Page text →
━━━━

Nature + Green  

 

The History of Berlin's Urban Green Space

Municipal Development of Urban Green Space, 1920 to 1948

1935 to 1945


On December 15, 1935, after a six-year vacancy, the office of the city public gardens director was once again occupied with the appointment of Joseph Pertl (1899-1989) from Mannheim. In 1940, Pertl was promoted to councilman and head of main department. In that position, he oversaw not only the public gardens administration and the cemetery system, but also the administration of the forests and city properties. The office of city public gardens director remained unoccupied after 1940. During this period (1936), the “Grove of Honor” was built (later Volkspark) Hasenheide (in German) (1936), Unter den Linden (in German) was planted with silver lindens, Hochmeisterplatz was redesigned, and the green space on Halensee was newly built.
 
During the war years after 1941, air raid shelters were built in green spaces [e.g., the surface bunkers in the Humboldthain (in German) and Friedrichshain (in German)]. Throughout the war, from 1939 to 1945, the work of the borough departments of public gardens was impeded by lack of manpower, vehicles, appliances, materials and money. The “war measures” included production of vegetables and fruit in the garden centers and tree nurseries. Because of his enthusiastic membership in the National Socialist Party, Pertl was dismissed in 1945.

━━━━

Dataset extract →

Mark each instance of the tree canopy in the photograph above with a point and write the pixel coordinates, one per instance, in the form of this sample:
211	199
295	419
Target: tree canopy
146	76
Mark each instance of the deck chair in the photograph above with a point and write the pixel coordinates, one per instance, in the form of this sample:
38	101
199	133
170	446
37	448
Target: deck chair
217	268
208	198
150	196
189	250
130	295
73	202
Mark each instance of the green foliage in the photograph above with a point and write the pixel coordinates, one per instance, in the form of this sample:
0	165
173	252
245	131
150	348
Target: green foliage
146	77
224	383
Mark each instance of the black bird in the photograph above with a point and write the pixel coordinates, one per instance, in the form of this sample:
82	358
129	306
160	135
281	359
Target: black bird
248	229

━━━━

Exercises →
1 - From the history of Berlin's green spaces, extract the passage starting at "During the war" and ending at "dismissed in 1945.".
2 - Write what comes next in the history of Berlin's green spaces, picking up after its final sentence.

Exercise responses →
1 -
During the war years after 1941, air raid shelters were built in green spaces [e.g., the surface bunkers in the Humboldthain (in German) and Friedrichshain (in German)]. Throughout the war, from 1939 to 1945, the work of the borough departments of public gardens was impeded by lack of manpower, vehicles, appliances, materials and money. The “war measures” included production of vegetables and fruit in the garden centers and tree nurseries. Because of his enthusiastic membership in the National Socialist Party, Pertl was dismissed in 1945.

2 -
 
On January 30, 1937 Adolf Hitler appointed Albert Speer as general construction inspector for the reconstruction of Berlin. The main project was the 120 m wide east-west axis and an equally wide north-south axis, at the intersection of which a large basin, 1,200 m x 400 m, was to be installed, and beside it a “Great Hall of the People,” with the gigantic height of almost 300 m. Other than the razing of some lots, none of this huge project was ever realized. The office of the general construction inspector also issued the Natural Green-Space Plan for Berlin, developed by Hentzen in 1937, under which the beautiful natural landscapes were to be interconnected, and a coherent green system created. The Grunewald Forest was to be redesigned as a scenically landscaped recreational park.


Von 1945 bis 1948


As a result of World War II, 338,000 apartments were totally destroyed (one third of the total stock), one hundred thousand dwellings were damaged considerably, and 80 million cu.m of rubble lay in the city. Of the former population of 4.4 million, only 2.8 million inhabitants were left. That part of the green spaces and parks that had not already been destroyed by construction of bunkers, trenches and barricades, or by bombs and shells, or, finally during the battle for the city, were clear-cut by the people afterwards for fuel. Some 2,200 ha of green spaces were devastated. During that period, 110,000 street trees were lost in the western part of the city alone. Berlin also lost its function as the capital. As a result of World War II, Berlin's parks system suffered the greatest setback in its history.
 
In the summer of 1945, the Main Department of Green-Space Planning and Horticulture/ Landscape Gardening was established, with Reinhold Lingner (1902-1968) as its head. First, the immediate war damage had to be repaired. The clearing of the rubble created “rubble mountains,” in some cases in the green spaces, such as the Humboldthain (in German), Friedrichshain (in German) and Hasenheide (in German). In 1948, the unity of the city was destroyed.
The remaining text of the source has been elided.